▶ _Assigned task_: Write out the stretch of lines below that begins at the line with "positive clicks: (58, 165)" and ends at the line with "negative clicks: (89, 154) (54, 197)", including both, exactly as given and nothing more.

▶ _Provided data_:
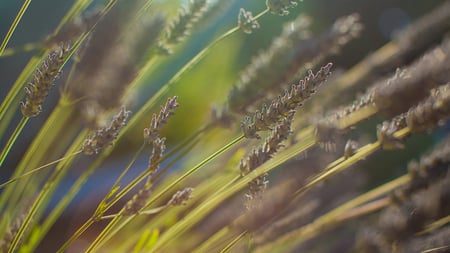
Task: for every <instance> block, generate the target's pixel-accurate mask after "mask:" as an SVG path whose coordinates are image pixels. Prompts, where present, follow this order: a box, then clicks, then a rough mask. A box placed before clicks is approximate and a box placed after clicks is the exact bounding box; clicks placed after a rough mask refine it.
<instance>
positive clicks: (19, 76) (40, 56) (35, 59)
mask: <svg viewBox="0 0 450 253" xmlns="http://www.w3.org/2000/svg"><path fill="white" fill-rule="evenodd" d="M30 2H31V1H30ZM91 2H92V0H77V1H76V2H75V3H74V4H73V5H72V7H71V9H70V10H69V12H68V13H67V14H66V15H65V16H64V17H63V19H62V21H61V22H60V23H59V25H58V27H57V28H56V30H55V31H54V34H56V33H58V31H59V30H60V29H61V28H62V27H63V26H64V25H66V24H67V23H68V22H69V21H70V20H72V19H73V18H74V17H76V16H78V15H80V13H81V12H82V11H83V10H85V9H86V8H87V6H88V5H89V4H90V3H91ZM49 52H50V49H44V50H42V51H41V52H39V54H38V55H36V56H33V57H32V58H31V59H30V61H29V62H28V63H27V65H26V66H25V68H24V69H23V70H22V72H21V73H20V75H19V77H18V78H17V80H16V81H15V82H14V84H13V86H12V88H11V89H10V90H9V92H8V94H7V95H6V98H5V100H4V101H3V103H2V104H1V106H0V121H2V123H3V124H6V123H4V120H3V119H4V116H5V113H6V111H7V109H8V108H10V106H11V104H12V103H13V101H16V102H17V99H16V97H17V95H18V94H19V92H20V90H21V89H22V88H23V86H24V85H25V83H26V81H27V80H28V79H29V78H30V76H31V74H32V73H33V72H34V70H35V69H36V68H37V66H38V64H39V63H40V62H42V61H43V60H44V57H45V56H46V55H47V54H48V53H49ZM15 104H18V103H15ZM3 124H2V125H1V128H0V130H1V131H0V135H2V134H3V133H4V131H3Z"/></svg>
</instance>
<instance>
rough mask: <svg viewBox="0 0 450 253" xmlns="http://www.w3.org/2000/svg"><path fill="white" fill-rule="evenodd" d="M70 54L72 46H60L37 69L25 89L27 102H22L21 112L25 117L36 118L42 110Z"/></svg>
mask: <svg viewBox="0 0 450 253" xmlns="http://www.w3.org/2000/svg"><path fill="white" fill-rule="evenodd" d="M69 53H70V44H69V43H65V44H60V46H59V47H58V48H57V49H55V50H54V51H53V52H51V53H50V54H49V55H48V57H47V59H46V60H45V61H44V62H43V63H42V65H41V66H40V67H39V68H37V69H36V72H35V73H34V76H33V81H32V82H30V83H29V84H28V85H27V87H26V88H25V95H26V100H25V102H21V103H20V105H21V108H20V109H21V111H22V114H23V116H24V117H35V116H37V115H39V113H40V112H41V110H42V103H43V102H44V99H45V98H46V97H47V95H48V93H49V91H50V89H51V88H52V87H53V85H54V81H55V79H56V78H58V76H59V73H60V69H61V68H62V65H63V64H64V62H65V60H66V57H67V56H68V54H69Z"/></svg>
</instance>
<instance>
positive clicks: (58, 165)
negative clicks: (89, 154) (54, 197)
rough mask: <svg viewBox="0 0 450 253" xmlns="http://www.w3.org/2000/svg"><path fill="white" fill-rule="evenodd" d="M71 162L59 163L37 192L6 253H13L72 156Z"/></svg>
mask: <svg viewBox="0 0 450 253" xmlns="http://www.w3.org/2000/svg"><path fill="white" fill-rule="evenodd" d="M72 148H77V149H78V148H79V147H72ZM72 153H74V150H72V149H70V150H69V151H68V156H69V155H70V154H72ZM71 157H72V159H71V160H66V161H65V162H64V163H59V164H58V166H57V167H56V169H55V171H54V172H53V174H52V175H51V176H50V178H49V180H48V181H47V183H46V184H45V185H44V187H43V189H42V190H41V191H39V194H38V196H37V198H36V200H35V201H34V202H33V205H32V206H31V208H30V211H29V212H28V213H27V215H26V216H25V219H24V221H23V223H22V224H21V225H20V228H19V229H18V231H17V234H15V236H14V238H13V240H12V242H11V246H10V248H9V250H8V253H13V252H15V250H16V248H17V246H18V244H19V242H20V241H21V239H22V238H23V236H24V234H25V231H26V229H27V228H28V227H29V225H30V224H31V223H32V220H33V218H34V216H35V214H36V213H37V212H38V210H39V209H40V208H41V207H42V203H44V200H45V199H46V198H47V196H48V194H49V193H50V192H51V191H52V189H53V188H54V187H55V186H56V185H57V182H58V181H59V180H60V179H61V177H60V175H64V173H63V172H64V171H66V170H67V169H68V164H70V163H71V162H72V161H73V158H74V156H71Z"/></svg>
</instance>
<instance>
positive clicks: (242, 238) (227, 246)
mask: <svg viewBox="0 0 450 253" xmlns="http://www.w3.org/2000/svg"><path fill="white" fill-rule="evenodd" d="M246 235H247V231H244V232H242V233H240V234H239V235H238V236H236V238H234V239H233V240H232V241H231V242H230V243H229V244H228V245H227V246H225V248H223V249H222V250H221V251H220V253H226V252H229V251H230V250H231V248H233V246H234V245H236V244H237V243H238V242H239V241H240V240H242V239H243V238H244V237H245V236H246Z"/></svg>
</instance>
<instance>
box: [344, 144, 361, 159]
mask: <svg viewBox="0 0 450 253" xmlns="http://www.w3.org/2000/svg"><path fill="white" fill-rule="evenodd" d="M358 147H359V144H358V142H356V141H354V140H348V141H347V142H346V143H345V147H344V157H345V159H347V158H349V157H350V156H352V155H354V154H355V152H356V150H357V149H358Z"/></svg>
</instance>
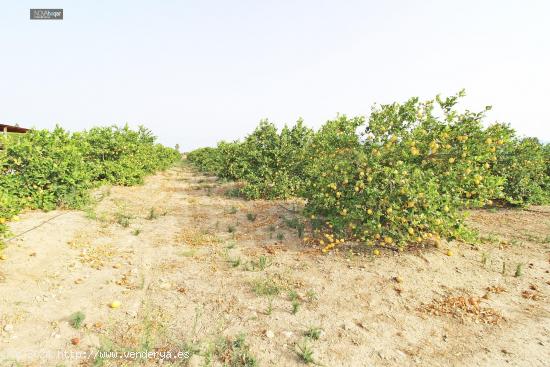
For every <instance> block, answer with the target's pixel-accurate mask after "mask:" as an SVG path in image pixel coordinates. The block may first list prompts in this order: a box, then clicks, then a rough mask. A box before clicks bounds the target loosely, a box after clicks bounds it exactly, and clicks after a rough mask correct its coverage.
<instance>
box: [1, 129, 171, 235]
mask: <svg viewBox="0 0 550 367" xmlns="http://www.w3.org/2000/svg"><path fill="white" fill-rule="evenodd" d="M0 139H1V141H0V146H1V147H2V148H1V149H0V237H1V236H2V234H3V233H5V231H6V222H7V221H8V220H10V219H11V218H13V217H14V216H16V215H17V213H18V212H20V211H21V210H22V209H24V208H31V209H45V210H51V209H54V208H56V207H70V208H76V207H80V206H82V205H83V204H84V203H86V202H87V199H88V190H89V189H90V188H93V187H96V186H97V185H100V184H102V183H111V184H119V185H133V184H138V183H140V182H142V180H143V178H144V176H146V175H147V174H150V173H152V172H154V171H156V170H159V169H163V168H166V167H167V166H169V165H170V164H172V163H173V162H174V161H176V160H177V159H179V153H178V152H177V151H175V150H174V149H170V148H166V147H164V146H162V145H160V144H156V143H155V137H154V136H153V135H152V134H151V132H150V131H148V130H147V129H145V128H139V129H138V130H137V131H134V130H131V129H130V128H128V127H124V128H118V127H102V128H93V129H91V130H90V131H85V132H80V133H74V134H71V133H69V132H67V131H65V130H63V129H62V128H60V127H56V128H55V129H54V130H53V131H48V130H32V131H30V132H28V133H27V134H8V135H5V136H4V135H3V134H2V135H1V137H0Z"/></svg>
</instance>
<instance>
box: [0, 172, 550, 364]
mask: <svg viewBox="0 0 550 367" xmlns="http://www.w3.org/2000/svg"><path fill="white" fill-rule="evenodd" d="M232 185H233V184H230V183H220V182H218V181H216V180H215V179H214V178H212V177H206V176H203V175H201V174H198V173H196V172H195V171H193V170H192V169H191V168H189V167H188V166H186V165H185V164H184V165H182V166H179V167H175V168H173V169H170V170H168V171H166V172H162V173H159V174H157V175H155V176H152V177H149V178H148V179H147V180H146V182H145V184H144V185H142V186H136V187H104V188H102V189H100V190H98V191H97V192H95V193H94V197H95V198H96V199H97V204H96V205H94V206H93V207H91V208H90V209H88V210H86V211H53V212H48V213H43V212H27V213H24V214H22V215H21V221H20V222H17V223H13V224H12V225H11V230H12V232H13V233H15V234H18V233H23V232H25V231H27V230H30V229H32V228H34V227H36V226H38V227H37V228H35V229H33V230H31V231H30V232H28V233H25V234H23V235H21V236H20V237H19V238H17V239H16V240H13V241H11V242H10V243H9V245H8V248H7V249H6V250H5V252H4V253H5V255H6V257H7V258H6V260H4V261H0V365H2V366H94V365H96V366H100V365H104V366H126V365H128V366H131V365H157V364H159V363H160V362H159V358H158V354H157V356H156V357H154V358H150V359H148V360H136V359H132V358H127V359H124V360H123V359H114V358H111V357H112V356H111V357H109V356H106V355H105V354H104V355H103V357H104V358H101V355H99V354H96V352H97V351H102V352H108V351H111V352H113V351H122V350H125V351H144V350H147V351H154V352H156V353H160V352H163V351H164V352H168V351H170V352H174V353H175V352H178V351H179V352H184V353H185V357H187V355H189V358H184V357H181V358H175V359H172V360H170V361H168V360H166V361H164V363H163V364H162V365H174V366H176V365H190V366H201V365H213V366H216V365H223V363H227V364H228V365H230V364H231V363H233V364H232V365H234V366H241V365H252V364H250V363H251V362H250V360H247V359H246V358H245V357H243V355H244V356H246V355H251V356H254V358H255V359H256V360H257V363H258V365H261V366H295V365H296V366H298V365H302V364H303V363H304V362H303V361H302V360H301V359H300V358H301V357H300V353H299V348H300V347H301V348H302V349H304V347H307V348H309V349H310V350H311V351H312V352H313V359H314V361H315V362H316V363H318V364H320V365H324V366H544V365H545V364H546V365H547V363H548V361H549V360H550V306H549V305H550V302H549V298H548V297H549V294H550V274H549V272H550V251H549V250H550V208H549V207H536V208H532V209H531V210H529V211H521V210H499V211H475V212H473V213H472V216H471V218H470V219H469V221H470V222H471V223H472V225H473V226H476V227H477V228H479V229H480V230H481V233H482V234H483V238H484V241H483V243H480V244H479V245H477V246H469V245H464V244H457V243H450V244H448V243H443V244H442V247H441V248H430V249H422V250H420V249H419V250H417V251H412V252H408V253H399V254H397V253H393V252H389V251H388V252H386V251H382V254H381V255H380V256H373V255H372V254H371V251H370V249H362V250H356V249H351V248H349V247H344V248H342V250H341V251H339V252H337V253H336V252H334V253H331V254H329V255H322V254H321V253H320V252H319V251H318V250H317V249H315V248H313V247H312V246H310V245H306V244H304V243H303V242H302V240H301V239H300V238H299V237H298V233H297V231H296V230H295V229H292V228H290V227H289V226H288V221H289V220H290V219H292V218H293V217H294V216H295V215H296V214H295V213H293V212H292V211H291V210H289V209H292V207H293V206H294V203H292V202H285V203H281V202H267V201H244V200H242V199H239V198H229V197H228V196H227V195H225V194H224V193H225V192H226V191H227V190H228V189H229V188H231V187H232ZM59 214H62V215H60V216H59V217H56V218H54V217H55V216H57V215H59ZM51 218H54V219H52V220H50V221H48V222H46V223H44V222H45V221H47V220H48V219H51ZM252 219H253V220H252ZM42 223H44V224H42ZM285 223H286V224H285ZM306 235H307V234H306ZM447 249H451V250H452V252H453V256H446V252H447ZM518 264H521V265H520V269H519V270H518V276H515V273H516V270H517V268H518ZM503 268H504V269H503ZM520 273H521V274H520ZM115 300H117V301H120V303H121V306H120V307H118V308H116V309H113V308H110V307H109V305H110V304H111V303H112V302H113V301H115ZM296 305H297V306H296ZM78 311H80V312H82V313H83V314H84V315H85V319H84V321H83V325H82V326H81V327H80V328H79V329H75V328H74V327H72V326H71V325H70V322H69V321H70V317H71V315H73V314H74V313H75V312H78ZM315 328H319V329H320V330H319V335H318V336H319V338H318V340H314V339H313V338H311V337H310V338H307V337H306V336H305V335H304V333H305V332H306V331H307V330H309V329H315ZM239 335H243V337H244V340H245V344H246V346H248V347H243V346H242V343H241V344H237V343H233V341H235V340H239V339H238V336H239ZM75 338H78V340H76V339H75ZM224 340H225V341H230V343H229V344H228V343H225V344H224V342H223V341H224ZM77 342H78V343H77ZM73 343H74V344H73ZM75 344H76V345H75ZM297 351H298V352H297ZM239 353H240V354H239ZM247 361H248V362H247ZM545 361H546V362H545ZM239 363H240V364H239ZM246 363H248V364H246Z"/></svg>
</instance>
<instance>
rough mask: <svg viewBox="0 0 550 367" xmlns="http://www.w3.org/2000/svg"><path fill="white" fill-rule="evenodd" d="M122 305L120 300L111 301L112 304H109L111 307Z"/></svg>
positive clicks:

▶ _Output for this task_:
positive clicks: (58, 165)
negative clicks: (89, 154) (54, 197)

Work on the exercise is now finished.